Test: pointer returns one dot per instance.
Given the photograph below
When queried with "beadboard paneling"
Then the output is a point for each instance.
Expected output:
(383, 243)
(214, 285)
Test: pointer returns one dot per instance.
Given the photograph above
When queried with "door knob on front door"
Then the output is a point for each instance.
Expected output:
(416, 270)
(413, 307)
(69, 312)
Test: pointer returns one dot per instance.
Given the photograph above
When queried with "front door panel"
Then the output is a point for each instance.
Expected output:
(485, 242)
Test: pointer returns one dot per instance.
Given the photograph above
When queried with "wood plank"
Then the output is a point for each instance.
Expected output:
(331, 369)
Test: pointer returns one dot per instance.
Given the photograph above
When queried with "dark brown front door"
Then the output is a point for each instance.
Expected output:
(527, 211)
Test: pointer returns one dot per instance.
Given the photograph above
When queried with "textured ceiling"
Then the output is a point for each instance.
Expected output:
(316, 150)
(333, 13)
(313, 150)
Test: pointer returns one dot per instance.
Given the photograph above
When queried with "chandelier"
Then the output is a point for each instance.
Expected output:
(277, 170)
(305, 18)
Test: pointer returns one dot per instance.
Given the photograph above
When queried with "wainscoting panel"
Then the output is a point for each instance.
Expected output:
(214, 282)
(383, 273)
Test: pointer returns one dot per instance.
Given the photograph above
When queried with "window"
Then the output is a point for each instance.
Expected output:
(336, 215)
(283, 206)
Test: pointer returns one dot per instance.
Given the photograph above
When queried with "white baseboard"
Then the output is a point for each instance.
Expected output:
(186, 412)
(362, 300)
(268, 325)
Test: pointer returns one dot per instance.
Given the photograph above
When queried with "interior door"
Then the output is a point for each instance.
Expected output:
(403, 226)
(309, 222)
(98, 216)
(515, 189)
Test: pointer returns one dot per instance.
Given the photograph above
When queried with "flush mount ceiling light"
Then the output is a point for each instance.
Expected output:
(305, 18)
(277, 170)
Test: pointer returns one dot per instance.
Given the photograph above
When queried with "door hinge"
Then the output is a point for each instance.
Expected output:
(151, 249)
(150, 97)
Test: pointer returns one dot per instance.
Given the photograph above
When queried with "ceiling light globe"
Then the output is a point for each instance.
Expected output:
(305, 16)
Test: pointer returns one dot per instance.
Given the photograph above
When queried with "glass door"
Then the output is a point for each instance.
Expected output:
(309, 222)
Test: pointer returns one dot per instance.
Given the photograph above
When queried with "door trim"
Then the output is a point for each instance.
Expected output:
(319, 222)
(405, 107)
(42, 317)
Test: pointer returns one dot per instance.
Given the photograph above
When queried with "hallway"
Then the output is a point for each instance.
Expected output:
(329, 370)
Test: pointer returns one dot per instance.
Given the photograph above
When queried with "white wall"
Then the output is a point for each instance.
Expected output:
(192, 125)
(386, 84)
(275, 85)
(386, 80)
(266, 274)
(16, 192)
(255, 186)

######

Retype every record above exactly.

(FINISHED EXERCISE)
Test: pointer returns one dot per instance.
Given the photograph below
When queried with "beadboard paneling"
Then the output is a point for each instance.
Expected output:
(383, 243)
(214, 285)
Test: pointer returns one dot per instance.
Given the photograph above
When queried with "door knob on front door"
Then the output is a point for each instance.
Expected output:
(416, 270)
(413, 307)
(69, 312)
Test: pointer returns one dot per instance.
Given the photograph above
When queried with "front door panel"
Then the output is a point for each instance.
Expected output:
(485, 242)
Test: pointer returns one dot per instance.
Given the photograph above
When queried with "wood plank"
Then the output is a point for each instance.
Expected output:
(331, 369)
Test: pointer returns one dot per instance.
Given the photograph above
When queried with "dark brown front door"
Then the output is a point for each instance.
Expected output:
(527, 211)
Test: pointer returns one dot per instance.
Given the photograph above
When queried with "textured ceiling"
Then the output is a point for each instance.
Expected output:
(316, 150)
(333, 13)
(313, 150)
Test: pointer returns one dot per instance.
Given the photograph above
When queried with "chandelier"
Then the output is a point for each instance.
Expected output:
(277, 170)
(305, 18)
Test: pointer returns one dot per instance.
Given the photograph above
When queried with "wainscoting panel"
Then the output is a point for each instance.
Expected output:
(214, 282)
(383, 273)
Test: pointer returns one dot per instance.
Given the photograph above
When queried with "window"
Then the output is a point for each instance.
Expected output:
(336, 215)
(283, 206)
Test: pointer returns one dot per instance.
Given the photograph above
When queried with "white baseboard"
Then the output is a point for each instance.
Expected output:
(186, 412)
(362, 300)
(268, 325)
Test: pointer returns one dot per instance.
Given the photograph above
When queried with "interior door"
Then the output is a point for each instance.
Expected output:
(403, 226)
(309, 222)
(98, 216)
(515, 189)
Test: pointer returns one dot per instance.
Given the photograph above
When queried with "flush mount ceiling light"
Then the output is a point for each instance.
Expected output:
(305, 18)
(277, 170)
Test: pointer returns one dot per instance.
Given the photograph above
When queried with "door hinge"
Then the output is a point for each instance.
Expected output:
(151, 249)
(150, 97)
Test: pointer returns one dot per instance.
Given the photograph above
When queried with "ceiling light globe"
Then the output is a point for each instance.
Expected output:
(305, 16)
Test: pointer returns one dot per instance.
Given the photograph above
When queried with "glass door"
Then the output is a point for each instance.
Expected output:
(309, 222)
Test: pointer returns one dot per instance.
Given the photograph above
When queried with "door trim"
Then the output is a point for each instance.
Expected output:
(319, 222)
(405, 107)
(42, 317)
Test: pointer returns one dot per instance.
Given the photograph above
When queried with "hallway"
Then the output is a point for each instance.
Expected output:
(329, 370)
Test: pointer returns one dot per instance.
Given the photograph above
When queried with "white wall"
Then the output is a point for each instance.
Expected output:
(192, 125)
(386, 84)
(275, 85)
(386, 80)
(266, 274)
(16, 192)
(255, 186)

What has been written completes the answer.